Stored data entries
________________________

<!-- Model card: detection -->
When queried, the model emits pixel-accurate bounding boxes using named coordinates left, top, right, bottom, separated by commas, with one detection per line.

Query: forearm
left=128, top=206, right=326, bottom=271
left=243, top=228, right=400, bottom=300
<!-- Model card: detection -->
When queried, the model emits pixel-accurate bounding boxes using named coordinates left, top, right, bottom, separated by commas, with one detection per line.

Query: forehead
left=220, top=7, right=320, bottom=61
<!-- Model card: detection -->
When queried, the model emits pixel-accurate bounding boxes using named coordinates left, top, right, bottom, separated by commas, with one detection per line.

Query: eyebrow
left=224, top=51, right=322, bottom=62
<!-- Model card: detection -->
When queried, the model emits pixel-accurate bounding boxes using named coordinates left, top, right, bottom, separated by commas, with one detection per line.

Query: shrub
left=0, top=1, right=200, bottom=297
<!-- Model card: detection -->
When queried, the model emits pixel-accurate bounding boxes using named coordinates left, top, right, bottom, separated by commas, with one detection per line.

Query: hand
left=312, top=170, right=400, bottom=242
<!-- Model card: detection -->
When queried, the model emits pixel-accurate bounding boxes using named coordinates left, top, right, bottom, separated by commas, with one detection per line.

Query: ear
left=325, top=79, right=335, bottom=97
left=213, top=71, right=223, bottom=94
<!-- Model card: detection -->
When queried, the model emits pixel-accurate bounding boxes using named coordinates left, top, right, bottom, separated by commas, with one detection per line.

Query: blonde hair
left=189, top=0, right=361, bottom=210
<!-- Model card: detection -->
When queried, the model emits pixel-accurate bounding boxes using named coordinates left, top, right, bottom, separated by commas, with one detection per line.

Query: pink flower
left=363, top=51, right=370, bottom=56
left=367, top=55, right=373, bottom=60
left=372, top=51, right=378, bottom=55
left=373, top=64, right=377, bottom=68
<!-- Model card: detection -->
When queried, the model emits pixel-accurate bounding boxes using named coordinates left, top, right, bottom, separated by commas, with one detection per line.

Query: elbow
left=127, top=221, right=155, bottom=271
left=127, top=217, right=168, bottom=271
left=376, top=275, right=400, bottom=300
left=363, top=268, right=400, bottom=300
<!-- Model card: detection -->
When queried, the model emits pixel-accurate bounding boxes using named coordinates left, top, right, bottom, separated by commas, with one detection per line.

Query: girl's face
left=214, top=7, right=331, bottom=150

________________________

Instructions to follow
Every entry above, from first to last, should be repeated exactly.

Your solution
<!-- Model card: detection -->
When queried, the model emits pixel-accurate bounding boxes using named coordinates left, top, right, bottom, separated by commas, with one detection per line.

Query: forearm
left=128, top=206, right=326, bottom=271
left=243, top=228, right=400, bottom=300
<!-- Model card: detection -->
When queried, the model emits pixel-accurate bounding boxes using named coordinates left, top, right, bottom, separated by commas, with one detection per line.

Query: forehead
left=220, top=7, right=320, bottom=61
<!-- Model card: detection -->
When queried, the model emits pixel-accurate bounding boxes using named coordinates left, top, right, bottom, separated by commas, with one detection per line.

Query: eyebrow
left=224, top=51, right=322, bottom=62
<!-- Model card: detection -->
When queried, the model emits pixel-accurate bounding boxes using named coordinates left, top, right, bottom, separated by commas, with one detection per line.

Query: shrub
left=0, top=1, right=200, bottom=297
<!-- Model card: detection -->
When queried, the model emits pixel-accurate bounding boxes using named coordinates left, top, right, bottom, separated by commas, with one detection per line.

Query: hand
left=312, top=170, right=400, bottom=242
<!-- Model card: detection -->
When queried, the model emits pixel-accurate bounding boxes using named coordinates left, top, right, bottom, separated by commas, with one detection per line.

Query: ear
left=325, top=79, right=335, bottom=97
left=213, top=71, right=223, bottom=94
<!-- Model card: detection -->
When queried, the model emits pixel-accurate bounding boxes using named coordinates left, top, right, bottom, separated by commas, with one detection per line.

Query: blonde hair
left=189, top=0, right=361, bottom=210
<!-- Model card: detection -->
When queried, the model emits pixel-accurate bounding boxes using named coordinates left, top, right, bottom, separated by commas, with one detection per line.

Query: pink flower
left=363, top=51, right=370, bottom=56
left=367, top=55, right=373, bottom=60
left=372, top=51, right=378, bottom=55
left=373, top=64, right=377, bottom=68
<!-- Model card: detection -->
When queried, the model emits pixel-accurate bounding boxes using named coordinates left, top, right, bottom, separated by commas, with one detection per line.

Query: elbow
left=127, top=221, right=155, bottom=271
left=127, top=217, right=168, bottom=271
left=376, top=275, right=400, bottom=300
left=363, top=268, right=400, bottom=300
<!-- Model card: detection -->
When queried, the model emits pixel-accurate bounding boxes using named coordinates left, top, right, bottom, separated by commas, with one detection per line.

Query: girl's face
left=214, top=7, right=331, bottom=150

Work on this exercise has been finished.